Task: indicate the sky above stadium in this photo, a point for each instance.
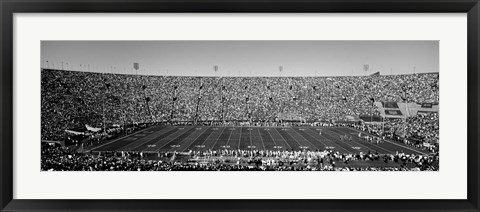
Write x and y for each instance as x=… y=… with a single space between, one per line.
x=243 y=58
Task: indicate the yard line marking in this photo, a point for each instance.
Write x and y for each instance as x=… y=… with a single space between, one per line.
x=206 y=139
x=288 y=135
x=216 y=140
x=308 y=140
x=336 y=130
x=240 y=138
x=229 y=136
x=422 y=153
x=261 y=139
x=193 y=141
x=120 y=138
x=155 y=134
x=137 y=146
x=154 y=150
x=189 y=136
x=274 y=143
x=333 y=134
x=280 y=137
x=333 y=142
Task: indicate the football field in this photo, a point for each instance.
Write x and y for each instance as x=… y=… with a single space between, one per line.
x=185 y=138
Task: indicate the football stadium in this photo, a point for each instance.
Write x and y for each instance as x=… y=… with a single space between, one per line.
x=128 y=122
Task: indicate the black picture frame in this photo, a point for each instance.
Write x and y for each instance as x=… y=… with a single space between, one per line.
x=9 y=7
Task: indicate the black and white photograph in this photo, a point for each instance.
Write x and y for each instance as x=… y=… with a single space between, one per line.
x=240 y=105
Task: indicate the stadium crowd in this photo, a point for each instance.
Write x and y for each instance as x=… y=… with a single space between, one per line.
x=71 y=99
x=56 y=158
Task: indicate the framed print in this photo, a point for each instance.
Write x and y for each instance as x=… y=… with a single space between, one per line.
x=256 y=106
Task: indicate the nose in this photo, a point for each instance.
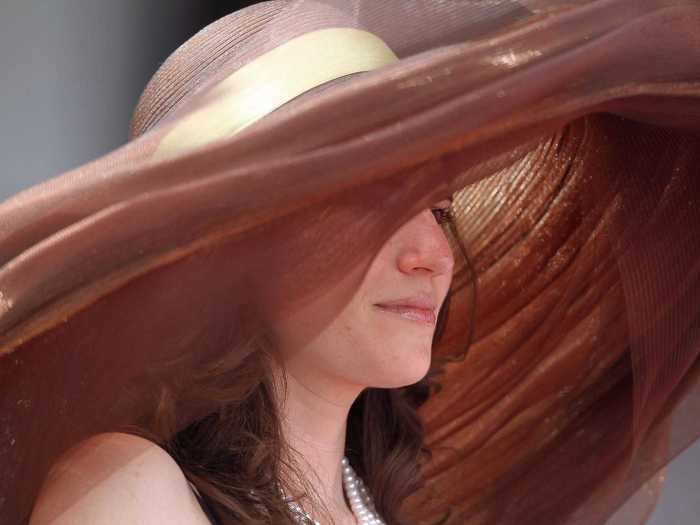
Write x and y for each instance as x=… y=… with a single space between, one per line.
x=425 y=247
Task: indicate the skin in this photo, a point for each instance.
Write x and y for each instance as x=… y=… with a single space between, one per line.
x=362 y=347
x=116 y=478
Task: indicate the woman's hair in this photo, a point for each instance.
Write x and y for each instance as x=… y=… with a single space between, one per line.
x=240 y=446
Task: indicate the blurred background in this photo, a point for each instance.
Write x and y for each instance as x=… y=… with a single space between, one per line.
x=71 y=72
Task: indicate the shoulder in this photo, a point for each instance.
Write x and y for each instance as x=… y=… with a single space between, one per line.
x=116 y=478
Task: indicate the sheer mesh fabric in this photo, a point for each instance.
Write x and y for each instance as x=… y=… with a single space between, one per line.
x=568 y=134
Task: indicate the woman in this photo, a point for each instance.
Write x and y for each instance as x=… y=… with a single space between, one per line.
x=277 y=187
x=381 y=340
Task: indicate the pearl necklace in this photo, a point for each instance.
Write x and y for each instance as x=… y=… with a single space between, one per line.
x=360 y=500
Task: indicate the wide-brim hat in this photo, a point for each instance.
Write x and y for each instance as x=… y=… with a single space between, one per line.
x=274 y=153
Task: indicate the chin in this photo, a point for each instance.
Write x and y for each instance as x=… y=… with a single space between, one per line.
x=407 y=371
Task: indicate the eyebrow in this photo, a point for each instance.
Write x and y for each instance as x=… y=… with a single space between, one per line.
x=448 y=201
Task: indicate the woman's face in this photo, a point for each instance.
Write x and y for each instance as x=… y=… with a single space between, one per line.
x=368 y=345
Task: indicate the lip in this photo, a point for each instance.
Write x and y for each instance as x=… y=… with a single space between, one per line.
x=410 y=313
x=418 y=308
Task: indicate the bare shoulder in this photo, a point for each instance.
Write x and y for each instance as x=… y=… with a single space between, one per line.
x=116 y=478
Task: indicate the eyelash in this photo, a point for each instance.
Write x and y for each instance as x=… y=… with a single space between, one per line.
x=442 y=215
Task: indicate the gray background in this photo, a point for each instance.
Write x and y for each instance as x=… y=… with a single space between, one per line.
x=71 y=72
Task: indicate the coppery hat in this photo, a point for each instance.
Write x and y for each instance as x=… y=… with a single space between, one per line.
x=274 y=153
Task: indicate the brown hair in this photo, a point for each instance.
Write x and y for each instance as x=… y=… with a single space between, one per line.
x=240 y=446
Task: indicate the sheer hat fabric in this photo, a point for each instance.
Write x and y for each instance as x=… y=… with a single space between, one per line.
x=567 y=134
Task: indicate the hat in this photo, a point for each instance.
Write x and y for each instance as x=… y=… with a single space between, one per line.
x=275 y=152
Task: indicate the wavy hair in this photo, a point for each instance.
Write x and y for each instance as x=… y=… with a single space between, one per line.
x=236 y=455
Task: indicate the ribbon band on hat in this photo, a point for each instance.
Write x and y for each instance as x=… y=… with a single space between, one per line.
x=273 y=79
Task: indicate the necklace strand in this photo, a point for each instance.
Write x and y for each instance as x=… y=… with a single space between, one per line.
x=361 y=503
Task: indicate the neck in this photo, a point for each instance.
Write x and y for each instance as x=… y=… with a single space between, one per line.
x=314 y=416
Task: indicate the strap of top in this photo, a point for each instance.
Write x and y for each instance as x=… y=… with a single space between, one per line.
x=205 y=506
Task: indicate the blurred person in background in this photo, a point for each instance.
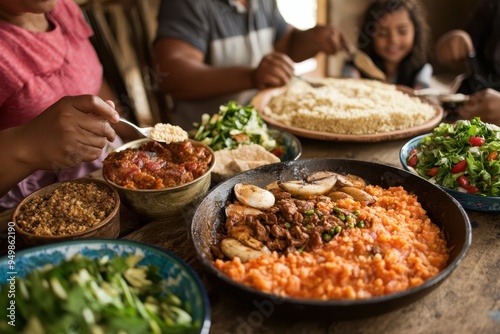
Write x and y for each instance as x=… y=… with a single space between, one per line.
x=210 y=52
x=395 y=35
x=53 y=125
x=476 y=51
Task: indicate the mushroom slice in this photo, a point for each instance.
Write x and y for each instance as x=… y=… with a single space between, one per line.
x=242 y=233
x=307 y=189
x=253 y=196
x=272 y=185
x=358 y=195
x=320 y=176
x=336 y=195
x=351 y=180
x=233 y=248
x=236 y=210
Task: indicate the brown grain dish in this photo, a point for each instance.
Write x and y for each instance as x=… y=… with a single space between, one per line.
x=68 y=208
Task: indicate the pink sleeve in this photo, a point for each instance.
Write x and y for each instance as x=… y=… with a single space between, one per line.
x=71 y=15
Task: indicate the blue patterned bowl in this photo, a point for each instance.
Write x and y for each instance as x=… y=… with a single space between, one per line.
x=184 y=282
x=468 y=201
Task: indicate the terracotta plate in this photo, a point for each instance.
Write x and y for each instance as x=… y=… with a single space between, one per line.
x=261 y=100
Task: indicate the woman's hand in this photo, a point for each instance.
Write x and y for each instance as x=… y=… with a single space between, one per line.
x=274 y=70
x=73 y=130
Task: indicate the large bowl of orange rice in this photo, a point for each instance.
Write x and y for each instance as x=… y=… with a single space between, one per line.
x=402 y=245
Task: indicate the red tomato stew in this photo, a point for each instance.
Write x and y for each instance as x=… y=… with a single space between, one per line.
x=156 y=165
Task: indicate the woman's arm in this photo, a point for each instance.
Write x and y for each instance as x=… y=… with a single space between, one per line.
x=73 y=130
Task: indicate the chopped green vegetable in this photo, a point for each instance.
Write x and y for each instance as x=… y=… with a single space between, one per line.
x=82 y=295
x=464 y=157
x=235 y=125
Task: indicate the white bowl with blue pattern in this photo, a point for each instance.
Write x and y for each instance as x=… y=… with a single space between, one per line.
x=184 y=282
x=468 y=201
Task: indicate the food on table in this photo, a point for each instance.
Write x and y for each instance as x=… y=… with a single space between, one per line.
x=233 y=126
x=168 y=133
x=461 y=156
x=348 y=106
x=314 y=244
x=244 y=157
x=106 y=295
x=156 y=165
x=71 y=208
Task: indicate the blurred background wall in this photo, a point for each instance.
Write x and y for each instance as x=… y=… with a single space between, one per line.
x=443 y=15
x=125 y=29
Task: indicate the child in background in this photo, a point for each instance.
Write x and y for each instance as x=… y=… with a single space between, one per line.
x=395 y=35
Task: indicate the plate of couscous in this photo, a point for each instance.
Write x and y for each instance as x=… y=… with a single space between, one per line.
x=357 y=110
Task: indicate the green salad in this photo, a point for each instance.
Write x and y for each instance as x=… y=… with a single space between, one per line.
x=97 y=296
x=462 y=156
x=235 y=125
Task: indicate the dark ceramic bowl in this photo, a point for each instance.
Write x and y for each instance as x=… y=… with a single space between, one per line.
x=468 y=201
x=441 y=208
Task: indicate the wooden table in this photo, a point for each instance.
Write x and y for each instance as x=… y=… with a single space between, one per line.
x=467 y=302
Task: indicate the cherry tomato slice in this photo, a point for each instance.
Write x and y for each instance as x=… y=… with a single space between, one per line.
x=433 y=171
x=472 y=189
x=412 y=161
x=463 y=181
x=476 y=141
x=492 y=156
x=459 y=167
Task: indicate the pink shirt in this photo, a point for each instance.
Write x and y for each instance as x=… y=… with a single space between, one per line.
x=36 y=70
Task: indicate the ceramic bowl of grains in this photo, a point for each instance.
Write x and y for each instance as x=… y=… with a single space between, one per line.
x=338 y=238
x=76 y=209
x=159 y=180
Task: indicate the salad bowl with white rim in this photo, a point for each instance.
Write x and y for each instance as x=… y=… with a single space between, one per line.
x=467 y=200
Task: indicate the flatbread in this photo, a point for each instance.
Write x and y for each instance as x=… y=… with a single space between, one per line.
x=245 y=157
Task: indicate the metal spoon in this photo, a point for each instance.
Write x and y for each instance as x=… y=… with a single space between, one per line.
x=364 y=63
x=313 y=84
x=146 y=132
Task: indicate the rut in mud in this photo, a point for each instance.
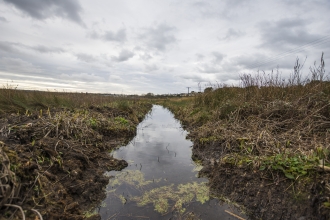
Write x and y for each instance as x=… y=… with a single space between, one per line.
x=54 y=161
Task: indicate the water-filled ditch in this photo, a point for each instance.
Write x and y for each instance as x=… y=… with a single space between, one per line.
x=161 y=180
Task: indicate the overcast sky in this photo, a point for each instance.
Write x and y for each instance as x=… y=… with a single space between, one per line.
x=141 y=46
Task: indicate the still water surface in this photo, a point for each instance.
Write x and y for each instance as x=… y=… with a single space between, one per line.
x=161 y=180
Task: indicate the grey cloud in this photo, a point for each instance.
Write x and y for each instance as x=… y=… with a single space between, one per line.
x=18 y=65
x=3 y=19
x=7 y=46
x=83 y=77
x=232 y=34
x=12 y=48
x=124 y=55
x=44 y=49
x=85 y=57
x=150 y=68
x=159 y=37
x=218 y=57
x=199 y=56
x=119 y=36
x=285 y=33
x=145 y=56
x=42 y=9
x=208 y=68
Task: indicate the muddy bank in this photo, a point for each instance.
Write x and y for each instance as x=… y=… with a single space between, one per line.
x=53 y=161
x=265 y=195
x=269 y=173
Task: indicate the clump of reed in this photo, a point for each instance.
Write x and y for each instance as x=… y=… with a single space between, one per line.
x=268 y=122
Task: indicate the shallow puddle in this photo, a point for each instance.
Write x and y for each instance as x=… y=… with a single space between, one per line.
x=161 y=180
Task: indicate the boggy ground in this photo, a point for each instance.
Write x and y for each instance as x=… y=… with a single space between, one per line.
x=53 y=161
x=266 y=152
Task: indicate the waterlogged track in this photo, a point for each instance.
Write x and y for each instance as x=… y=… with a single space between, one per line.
x=161 y=180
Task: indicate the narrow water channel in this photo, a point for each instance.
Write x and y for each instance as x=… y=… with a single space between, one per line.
x=161 y=180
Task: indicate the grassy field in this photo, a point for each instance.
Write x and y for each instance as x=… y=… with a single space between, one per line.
x=276 y=129
x=54 y=150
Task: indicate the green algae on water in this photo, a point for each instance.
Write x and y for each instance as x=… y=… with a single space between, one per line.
x=180 y=195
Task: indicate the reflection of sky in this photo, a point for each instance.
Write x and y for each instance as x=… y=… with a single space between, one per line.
x=161 y=151
x=161 y=148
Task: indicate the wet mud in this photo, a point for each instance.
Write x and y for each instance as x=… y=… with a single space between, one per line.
x=52 y=162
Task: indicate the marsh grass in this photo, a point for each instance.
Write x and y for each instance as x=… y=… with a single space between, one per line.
x=14 y=100
x=267 y=123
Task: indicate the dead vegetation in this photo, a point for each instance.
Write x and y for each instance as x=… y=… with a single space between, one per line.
x=273 y=130
x=53 y=159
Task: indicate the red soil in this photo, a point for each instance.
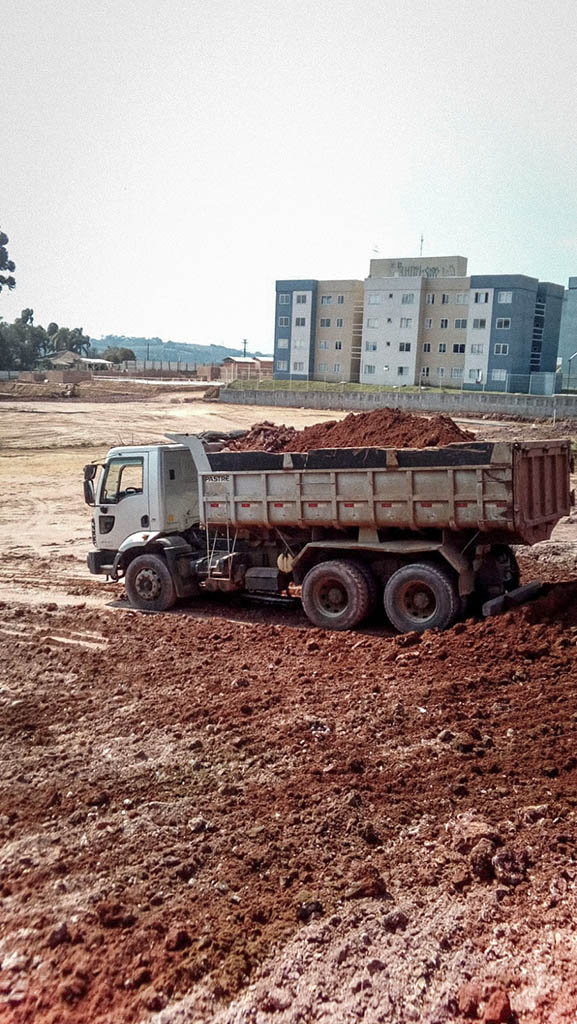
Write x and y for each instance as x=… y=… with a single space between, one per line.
x=182 y=803
x=382 y=427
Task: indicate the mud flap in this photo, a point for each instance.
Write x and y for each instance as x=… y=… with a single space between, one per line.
x=513 y=597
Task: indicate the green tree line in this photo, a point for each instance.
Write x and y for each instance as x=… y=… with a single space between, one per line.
x=24 y=344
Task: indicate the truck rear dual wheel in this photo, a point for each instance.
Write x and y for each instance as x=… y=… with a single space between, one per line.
x=338 y=594
x=420 y=597
x=149 y=584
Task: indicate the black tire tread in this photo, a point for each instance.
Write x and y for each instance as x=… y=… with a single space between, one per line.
x=444 y=617
x=166 y=598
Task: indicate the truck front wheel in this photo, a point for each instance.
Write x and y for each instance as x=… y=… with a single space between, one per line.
x=149 y=584
x=421 y=597
x=336 y=595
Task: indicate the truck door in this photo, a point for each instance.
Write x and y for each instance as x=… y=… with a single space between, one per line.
x=123 y=500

● ● ● ●

▸ SET TASK: Copy out the listing without any change, everything from the line containing "Task: indicate the plate" down to the line containing "x=159 y=180", both of those lines included.

▸ RESPONSE FOR THIS EXERCISE:
Task: indicate the plate of couscous in this photo, a point for each instance.
Write x and y for each instance as x=… y=… with a single space between, one per line.
x=357 y=110
Task: indicate the green salad in this photo, a point for each instance.
Write x and y for each instance as x=… y=… with a single space between, one per line.
x=97 y=296
x=462 y=156
x=235 y=125
Task: indicate the dark ceramic bowl in this photo, a point for each instance.
Write x and y for each instance as x=… y=… with a single space between, one per line.
x=468 y=201
x=441 y=208
Task: indicate the wooden table in this photo, a point for each instance.
Write x and y for each instance as x=… y=… with a single space between, one per line.
x=467 y=302
Task: indicate the cherry tomato slice in this photo, a point for each instance.
Write x and y for each instance as x=… y=… with a single space between, one per line.
x=433 y=171
x=472 y=189
x=412 y=161
x=463 y=181
x=476 y=141
x=492 y=156
x=459 y=167
Task: indicate the pink shirt in this photo, a point for each instance.
Write x and y for each instance as x=… y=… with a single space between, one per line.
x=36 y=70
Task: indicate the ceramic bowl of grains in this photo, a point for each instance.
Write x and y for each instance as x=… y=… with a single space between, one per line.
x=338 y=238
x=76 y=209
x=159 y=180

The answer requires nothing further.